**THE PROBLEM:** Rewrite the data below, swapping every "Detections" for "Results" and changing nothing else.

Coordinate annotation entries:
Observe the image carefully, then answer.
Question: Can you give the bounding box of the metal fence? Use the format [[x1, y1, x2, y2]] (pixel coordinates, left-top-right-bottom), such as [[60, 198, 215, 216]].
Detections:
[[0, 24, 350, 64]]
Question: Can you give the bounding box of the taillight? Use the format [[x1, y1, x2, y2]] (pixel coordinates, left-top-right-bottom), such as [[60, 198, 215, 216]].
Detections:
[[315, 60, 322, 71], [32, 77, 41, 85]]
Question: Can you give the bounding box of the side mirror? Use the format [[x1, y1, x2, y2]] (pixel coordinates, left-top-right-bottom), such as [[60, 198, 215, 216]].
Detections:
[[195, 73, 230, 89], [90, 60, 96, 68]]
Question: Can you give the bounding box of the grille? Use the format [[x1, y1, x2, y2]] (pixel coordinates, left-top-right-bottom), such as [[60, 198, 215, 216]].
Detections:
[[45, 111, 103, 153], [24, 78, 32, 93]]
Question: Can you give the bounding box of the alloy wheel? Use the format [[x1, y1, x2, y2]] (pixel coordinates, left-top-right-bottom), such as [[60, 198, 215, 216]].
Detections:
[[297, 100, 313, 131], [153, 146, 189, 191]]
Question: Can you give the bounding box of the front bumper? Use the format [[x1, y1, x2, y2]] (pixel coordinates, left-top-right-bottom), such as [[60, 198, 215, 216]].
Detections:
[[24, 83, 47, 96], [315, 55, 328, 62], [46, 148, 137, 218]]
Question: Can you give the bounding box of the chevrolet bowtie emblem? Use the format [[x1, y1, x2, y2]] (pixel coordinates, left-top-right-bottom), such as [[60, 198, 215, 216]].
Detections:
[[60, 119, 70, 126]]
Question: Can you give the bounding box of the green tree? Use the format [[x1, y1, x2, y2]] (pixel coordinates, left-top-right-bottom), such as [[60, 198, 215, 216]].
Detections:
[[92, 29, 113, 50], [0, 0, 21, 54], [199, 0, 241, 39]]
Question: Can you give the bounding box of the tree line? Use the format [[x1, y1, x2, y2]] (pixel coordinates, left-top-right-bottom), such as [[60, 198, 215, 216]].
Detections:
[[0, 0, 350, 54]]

**ANSWER BELOW:**
Observe the image carefully, then answer.
Question: Can you give the bounding box of the metal fence? Use the format [[x1, y1, x2, y2]] (pixel coordinates, left-top-right-bottom), such as [[60, 198, 215, 216]].
Results:
[[0, 24, 350, 64]]
Question: Can you give the bounding box of the taillight? Use the format [[x1, y1, x2, y2]] (pixel coordinates, left-top-right-bottom), such as [[60, 198, 215, 216]].
Results:
[[315, 60, 322, 71], [32, 77, 41, 85]]
Question: Can you give the bounding box of the side mirror? Use the format [[x1, y1, x2, y2]] (pixel coordinates, left-top-right-bottom), such as [[60, 198, 215, 216]].
Results:
[[195, 73, 230, 89], [90, 60, 96, 68]]
Question: Can you give the bounding box of the grille? Use the format [[x1, y1, x2, y2]] (pixel coordinates, left-top-right-bottom), such as [[60, 198, 215, 216]].
Results:
[[45, 111, 103, 153], [24, 78, 32, 93]]
Question: Can you give the bounding box of the alloy wheel? Use the format [[x1, y1, x2, y2]] (pixel coordinates, left-top-right-bottom), such as [[60, 198, 215, 216]].
Results:
[[297, 100, 313, 131], [153, 146, 189, 191]]
Question: Can you give the bounding box of the front bumper? Use the format [[x1, y1, x2, y2]] (pixel coordinates, left-top-right-bottom), such as [[60, 198, 215, 216]].
Results:
[[24, 83, 47, 96], [315, 55, 328, 62], [46, 148, 137, 218]]
Question: Can you give the bounding box of the chevrolet bowtie emblem? Use the format [[x1, y1, x2, y2]] (pixel coordinates, left-top-right-bottom), such as [[60, 198, 215, 216]].
Results:
[[60, 119, 70, 126]]
Question: Can you give the bounding box of the green tree? Use the format [[x1, y1, x2, y2]] (pixel coordinates, left-top-right-bottom), such as [[60, 198, 215, 216]].
Results:
[[92, 29, 113, 50], [0, 0, 21, 54], [199, 0, 241, 39]]
Question: Can you give the bounding box of the tree line? Use the format [[x1, y1, x2, y2]] (pixel coordinates, left-top-right-bottom), such as [[60, 198, 215, 216]].
Results:
[[0, 0, 350, 54]]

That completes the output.